[Natural-language object grounding data]
========================

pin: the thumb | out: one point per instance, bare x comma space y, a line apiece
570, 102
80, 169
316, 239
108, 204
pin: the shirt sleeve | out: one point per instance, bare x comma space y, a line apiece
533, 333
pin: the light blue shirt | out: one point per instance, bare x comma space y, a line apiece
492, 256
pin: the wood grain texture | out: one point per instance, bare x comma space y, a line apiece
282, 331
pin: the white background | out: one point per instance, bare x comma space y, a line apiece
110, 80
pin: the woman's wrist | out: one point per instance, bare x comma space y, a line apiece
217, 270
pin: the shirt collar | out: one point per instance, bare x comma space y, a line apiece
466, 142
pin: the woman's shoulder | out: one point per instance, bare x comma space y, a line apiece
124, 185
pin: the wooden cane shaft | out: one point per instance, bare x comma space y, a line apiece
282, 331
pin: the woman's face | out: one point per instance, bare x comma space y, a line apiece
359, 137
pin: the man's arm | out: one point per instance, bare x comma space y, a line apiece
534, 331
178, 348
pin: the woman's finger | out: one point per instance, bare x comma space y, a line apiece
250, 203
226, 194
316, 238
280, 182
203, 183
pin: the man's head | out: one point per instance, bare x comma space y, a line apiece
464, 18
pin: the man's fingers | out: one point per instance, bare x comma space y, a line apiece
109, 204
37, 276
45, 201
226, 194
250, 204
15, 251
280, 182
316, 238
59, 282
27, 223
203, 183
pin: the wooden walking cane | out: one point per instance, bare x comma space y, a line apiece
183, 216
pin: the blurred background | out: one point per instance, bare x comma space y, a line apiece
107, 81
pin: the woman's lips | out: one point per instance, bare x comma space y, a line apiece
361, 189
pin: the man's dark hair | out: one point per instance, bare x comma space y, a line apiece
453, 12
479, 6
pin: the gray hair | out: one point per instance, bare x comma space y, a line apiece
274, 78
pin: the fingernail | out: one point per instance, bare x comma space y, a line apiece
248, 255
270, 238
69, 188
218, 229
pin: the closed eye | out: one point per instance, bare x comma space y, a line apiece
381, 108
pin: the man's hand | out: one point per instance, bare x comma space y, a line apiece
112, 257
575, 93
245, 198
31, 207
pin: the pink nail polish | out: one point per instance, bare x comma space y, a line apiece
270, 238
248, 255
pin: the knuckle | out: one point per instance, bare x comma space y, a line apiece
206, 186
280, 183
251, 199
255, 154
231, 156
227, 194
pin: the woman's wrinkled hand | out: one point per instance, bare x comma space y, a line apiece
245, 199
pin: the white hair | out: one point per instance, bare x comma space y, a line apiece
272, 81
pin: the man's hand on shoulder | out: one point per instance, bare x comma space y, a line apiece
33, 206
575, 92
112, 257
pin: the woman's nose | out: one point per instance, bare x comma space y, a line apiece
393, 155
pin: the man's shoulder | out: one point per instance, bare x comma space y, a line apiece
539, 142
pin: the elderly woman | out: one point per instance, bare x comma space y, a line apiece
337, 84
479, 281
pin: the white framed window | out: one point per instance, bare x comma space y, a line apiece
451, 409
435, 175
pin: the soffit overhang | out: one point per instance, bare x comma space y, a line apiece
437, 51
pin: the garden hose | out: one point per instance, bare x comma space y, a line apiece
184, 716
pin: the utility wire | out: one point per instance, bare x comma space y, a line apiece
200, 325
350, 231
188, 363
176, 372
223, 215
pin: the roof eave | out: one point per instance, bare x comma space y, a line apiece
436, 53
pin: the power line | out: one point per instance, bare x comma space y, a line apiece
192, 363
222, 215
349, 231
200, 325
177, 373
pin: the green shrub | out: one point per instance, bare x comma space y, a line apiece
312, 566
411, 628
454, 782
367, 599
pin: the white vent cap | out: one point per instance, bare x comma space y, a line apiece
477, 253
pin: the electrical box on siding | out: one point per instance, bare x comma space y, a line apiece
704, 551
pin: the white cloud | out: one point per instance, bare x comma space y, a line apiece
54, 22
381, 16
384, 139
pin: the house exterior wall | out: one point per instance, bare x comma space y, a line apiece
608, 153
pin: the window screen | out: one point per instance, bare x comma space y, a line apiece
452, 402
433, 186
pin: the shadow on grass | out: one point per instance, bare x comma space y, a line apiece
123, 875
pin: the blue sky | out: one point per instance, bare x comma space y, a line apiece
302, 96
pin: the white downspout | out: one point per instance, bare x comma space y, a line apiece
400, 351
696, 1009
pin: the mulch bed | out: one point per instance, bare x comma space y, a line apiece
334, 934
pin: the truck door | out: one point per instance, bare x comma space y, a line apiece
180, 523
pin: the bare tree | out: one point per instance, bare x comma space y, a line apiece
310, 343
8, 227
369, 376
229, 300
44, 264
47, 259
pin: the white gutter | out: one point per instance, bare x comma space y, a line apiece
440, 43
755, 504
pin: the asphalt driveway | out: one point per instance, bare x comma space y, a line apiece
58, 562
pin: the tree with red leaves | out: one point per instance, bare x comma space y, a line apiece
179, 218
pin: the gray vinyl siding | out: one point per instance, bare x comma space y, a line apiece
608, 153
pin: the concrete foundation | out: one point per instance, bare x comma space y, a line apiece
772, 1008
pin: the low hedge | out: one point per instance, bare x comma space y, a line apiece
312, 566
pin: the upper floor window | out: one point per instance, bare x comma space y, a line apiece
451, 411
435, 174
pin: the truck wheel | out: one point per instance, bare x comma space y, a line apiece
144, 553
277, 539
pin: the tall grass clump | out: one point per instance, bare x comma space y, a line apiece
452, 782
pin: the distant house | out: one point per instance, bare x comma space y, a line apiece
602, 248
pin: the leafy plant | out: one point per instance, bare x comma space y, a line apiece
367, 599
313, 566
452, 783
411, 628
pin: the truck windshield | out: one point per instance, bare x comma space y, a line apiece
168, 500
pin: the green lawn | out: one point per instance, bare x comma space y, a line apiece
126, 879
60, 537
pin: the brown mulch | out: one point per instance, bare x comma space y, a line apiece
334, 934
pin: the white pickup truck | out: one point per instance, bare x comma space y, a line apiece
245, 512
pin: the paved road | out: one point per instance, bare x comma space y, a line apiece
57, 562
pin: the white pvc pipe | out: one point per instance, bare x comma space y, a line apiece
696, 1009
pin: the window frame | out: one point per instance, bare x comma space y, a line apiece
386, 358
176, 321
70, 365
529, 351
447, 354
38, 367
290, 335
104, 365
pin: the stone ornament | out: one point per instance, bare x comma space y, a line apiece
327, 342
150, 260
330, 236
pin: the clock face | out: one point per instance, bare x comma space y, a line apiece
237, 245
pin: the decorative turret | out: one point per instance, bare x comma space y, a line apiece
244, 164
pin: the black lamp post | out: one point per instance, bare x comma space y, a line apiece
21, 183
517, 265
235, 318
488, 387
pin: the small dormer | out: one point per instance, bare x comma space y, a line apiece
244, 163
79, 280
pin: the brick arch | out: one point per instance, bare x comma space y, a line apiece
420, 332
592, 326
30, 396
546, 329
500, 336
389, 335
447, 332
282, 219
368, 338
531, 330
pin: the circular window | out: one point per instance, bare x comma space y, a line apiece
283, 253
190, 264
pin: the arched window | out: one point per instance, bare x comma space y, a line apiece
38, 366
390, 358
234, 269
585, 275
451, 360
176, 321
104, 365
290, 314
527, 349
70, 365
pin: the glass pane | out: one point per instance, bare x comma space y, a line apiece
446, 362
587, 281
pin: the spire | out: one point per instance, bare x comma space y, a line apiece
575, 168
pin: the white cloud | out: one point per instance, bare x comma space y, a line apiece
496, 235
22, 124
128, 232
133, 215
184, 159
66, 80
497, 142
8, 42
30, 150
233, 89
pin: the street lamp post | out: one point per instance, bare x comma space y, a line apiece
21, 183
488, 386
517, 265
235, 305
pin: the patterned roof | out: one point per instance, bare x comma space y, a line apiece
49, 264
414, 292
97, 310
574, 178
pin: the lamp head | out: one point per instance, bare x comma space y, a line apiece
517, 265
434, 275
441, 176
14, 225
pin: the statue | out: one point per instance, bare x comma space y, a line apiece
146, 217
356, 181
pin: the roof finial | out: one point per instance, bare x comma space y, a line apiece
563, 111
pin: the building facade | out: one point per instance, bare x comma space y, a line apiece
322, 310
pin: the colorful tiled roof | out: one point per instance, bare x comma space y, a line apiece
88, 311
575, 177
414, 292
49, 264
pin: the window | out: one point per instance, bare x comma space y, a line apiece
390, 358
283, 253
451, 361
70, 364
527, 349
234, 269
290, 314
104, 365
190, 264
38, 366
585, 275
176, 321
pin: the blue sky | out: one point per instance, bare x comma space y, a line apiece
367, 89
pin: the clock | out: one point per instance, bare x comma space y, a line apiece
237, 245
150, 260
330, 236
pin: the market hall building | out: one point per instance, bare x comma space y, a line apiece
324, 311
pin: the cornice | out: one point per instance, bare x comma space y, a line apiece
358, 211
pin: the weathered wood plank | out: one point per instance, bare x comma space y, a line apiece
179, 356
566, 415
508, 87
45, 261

========================

#### Exercise instructions
This exercise asks for an exact repeat of the lines from the one holding "pin: the window |" through the end of the data above.

#### Completed task
pin: the window | out: one point per instance, bare x comma space y, a line apiece
390, 358
283, 253
451, 361
70, 364
527, 349
234, 269
290, 314
104, 365
190, 264
38, 366
585, 275
176, 321
pin: the blue sky | out: one point per instance, bare x comma space y, a line apiece
367, 89
pin: the clock | out: one point per instance, bare x comma space y, a line apiece
237, 245
150, 260
330, 236
pin: the market hall building | out: one point per instance, bare x comma space y, a line apiece
324, 311
pin: the cornice | out: one point per instance, bare x comma space y, a line apiece
358, 211
pin: the weathered wood plank | out: one point per instance, bare x comma space y, a line apiece
179, 356
566, 415
508, 87
45, 261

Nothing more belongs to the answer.